[BRIEF] Take every entry below and copy it out word for word.

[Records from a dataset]
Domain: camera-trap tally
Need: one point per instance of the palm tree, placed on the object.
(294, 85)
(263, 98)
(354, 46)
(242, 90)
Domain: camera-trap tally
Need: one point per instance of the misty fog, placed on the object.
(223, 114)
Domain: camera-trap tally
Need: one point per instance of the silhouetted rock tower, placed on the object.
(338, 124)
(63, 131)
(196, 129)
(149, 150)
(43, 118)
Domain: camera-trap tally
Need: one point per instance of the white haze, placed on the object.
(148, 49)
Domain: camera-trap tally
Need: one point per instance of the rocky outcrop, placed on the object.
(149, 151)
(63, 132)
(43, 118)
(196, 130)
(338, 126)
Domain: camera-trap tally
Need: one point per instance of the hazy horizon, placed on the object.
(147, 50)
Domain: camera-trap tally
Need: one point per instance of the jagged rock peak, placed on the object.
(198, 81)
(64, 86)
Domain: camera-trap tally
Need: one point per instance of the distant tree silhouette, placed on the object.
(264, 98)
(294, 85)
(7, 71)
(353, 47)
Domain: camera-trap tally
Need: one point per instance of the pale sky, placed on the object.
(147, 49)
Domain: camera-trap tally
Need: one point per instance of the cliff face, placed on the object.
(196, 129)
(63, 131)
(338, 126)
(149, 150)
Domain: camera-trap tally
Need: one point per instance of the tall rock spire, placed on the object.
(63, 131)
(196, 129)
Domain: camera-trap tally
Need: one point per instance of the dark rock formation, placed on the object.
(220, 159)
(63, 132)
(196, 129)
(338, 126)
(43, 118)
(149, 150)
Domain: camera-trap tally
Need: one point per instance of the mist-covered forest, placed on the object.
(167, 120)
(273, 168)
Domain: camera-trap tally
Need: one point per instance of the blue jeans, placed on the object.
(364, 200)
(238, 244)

[RESULT OF THIS EXERCISE]
Domain: camera-trap tally
Need: one point per instance of the palm tree, placed on the object.
(294, 85)
(263, 98)
(354, 46)
(242, 90)
Domain: camera-trap tally
Need: one point per instance of the misty fog, placed on the object.
(223, 114)
Domain: camera-trap tally
Need: one point per instance of the silhouetted rock tower, placed on the object.
(338, 124)
(63, 131)
(196, 129)
(149, 150)
(43, 118)
Domain: camera-trap tally
Need: one point per instance of the white haze, placed on the object.
(148, 49)
Domain: camera-trap tally
Need: one point per instance of the rocky outcrop, placed on the object.
(149, 151)
(63, 132)
(43, 118)
(196, 130)
(338, 126)
Domain: camera-trap tally
Need: one point per instance of the hazy horizon, placed on the object.
(147, 50)
Domain: camera-trap tally
Need: one point per instance of the jagged rock peak, placed on the object.
(198, 81)
(64, 86)
Domain: camera-trap tally
Need: one point per instance of the distant tree silhouette, placed on the object.
(264, 98)
(294, 85)
(7, 71)
(353, 47)
Domain: camera-trap tally
Need: one point per instance of the pale sky, placed on the object.
(147, 49)
Domain: camera-trap tally
Need: one point per instance of the cliff face, placed on the object.
(196, 129)
(63, 131)
(338, 126)
(149, 150)
Domain: camera-trap tally
Need: one point per instance of the tall rock spire, placed on the object.
(63, 131)
(196, 129)
Domain: camera-trap tally
Need: one point per instance of the dark rock formation, placed on the object.
(220, 159)
(63, 132)
(196, 129)
(338, 126)
(43, 118)
(149, 150)
Domain: camera-trap tally
Need: one point per instance of the mist-covered forest, placed on the object.
(167, 120)
(273, 168)
Domain: camera-trap tally
Need: one point per instance of the blue jeans, placed on the object.
(364, 200)
(238, 244)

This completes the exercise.